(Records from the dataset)
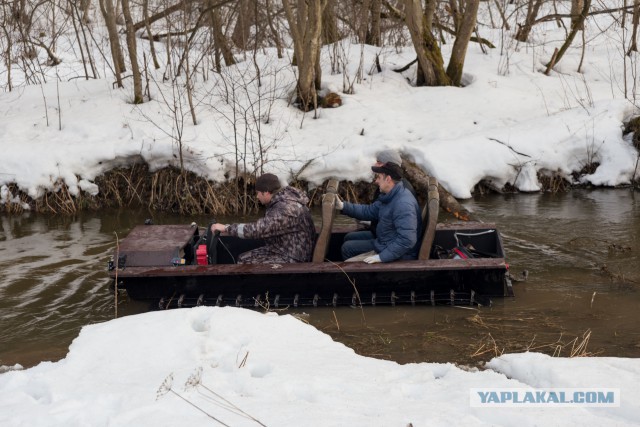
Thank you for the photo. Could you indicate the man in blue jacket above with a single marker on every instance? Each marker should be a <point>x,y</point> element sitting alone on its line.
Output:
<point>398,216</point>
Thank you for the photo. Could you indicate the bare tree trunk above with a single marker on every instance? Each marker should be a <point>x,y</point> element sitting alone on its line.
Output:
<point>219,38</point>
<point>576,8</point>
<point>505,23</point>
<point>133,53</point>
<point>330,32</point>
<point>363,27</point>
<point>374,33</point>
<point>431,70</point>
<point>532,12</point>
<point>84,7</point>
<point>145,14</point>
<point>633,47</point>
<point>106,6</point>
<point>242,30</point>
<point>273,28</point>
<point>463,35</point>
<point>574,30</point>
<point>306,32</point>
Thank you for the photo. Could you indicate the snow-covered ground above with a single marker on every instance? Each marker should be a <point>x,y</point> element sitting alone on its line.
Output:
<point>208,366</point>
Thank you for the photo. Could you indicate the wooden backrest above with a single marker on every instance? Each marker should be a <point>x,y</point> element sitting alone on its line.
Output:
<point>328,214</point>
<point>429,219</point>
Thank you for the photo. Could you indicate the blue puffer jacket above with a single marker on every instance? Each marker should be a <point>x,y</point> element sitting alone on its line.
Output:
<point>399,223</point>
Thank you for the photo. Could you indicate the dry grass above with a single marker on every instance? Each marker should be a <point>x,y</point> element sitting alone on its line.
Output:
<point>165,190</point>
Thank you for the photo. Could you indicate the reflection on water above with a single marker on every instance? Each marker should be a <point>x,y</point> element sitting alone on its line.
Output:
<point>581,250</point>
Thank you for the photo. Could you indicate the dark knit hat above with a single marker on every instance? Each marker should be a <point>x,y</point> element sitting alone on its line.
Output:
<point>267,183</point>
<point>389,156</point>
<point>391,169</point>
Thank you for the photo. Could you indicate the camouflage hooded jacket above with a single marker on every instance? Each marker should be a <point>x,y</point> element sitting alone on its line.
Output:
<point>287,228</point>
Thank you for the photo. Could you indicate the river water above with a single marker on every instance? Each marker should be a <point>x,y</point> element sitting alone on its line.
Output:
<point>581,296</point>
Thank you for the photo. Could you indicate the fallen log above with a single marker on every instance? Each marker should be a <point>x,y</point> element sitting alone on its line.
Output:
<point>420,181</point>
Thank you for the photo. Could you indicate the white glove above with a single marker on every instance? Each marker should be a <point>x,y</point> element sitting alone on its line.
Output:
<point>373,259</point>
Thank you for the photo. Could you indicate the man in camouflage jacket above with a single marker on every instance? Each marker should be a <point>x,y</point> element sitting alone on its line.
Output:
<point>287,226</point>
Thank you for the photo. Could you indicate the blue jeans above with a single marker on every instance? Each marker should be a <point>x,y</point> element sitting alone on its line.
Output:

- Aim
Turn the lines above into a numbered list, leaving out blank lines and the pictures.

- Task solution
1. Thank you for the photo. Could you indicate the man in blue jacket above with a single marker on every instance? Each marker should be a <point>x,y</point> element sitting alone on its line.
2. Output:
3. <point>398,216</point>
4. Thank you for the photo. Could you indicate the bare tree trunk above with a single marker on every instance? Each marker should be a <point>x,y</point> element sitting alone on its line.
5. Output:
6. <point>219,38</point>
7. <point>576,8</point>
8. <point>505,23</point>
9. <point>133,53</point>
10. <point>330,32</point>
11. <point>363,27</point>
12. <point>374,33</point>
13. <point>431,70</point>
14. <point>532,12</point>
15. <point>84,7</point>
16. <point>145,14</point>
17. <point>633,47</point>
18. <point>106,6</point>
19. <point>242,30</point>
20. <point>273,28</point>
21. <point>463,35</point>
22. <point>574,30</point>
23. <point>306,32</point>
24. Thank you for the photo. Could you indicate the snow-covered ground above with a single marker on every instance? Each marker should be a <point>x,y</point> element sitting alone on its line.
25. Output:
26. <point>208,366</point>
27. Thank you for the photo. Could you indicate the wooden backrest above with a single marker on every instance? Each marker should be a <point>x,y</point> element sitting alone on its line.
28. Output:
29. <point>328,214</point>
30. <point>429,219</point>
31. Thank you for the photo. Could you indicate the blue puffer jacket above with a single marker on every instance? Each marker should be a <point>x,y</point> element sitting alone on its line.
32. Output:
33. <point>399,223</point>
34. Thank you for the photo. Could you indicate the dry grass above with a single marker on every instance? Each marker should be a <point>x,y</point> element sitting alone on its line.
35. Output:
36. <point>165,190</point>
37. Thank you for the photo. Could you indicate the reflection on water above with a single marker on every instance? Each marker should be a <point>x,y</point> element sitting alone on its line.
38. Output:
39. <point>581,250</point>
40. Thank you for the photo. Could you indicate the dark knit hat above with a single marker on every instance? Each marker should be a <point>x,y</point> element sitting alone on its line.
41. Output:
42. <point>267,183</point>
43. <point>389,156</point>
44. <point>391,169</point>
45. Thank you for the photo. Could you indicate the camouflage hooded jacket above with a single marker on every instance? Each marker should be a <point>x,y</point> element sitting alone on its line.
46. Output:
47. <point>287,228</point>
48. Thank you for the photo. Could you indicate the river water above with a single marker on every instance? Each marker should be a <point>x,y</point> element sitting alone on its line.
49. Output:
50. <point>581,296</point>
51. Thank you for the photo. Could you indicate the fallen log above with a single marker on every instance? Each marker should be a <point>x,y</point> element sitting alone on its line.
52. Output:
53. <point>420,181</point>
54. Thank you for the photo. Could you indicate the white glove above with a single marker on every instance? Each marker should be a <point>x,y</point> element sitting alone on its line.
55. Output:
56. <point>373,259</point>
57. Thank you for the photo. Could you indicate the man in camouflage jacket above with a single marker on every instance? Each marker should be a <point>x,y</point> element sitting alone on its line.
58. Output:
59. <point>287,226</point>
60. Thank you for the photo. Could you indicate the blue jeans above with a single marker on every instance? Each marker should be a <point>x,y</point> element sitting alone on its line.
61. Output:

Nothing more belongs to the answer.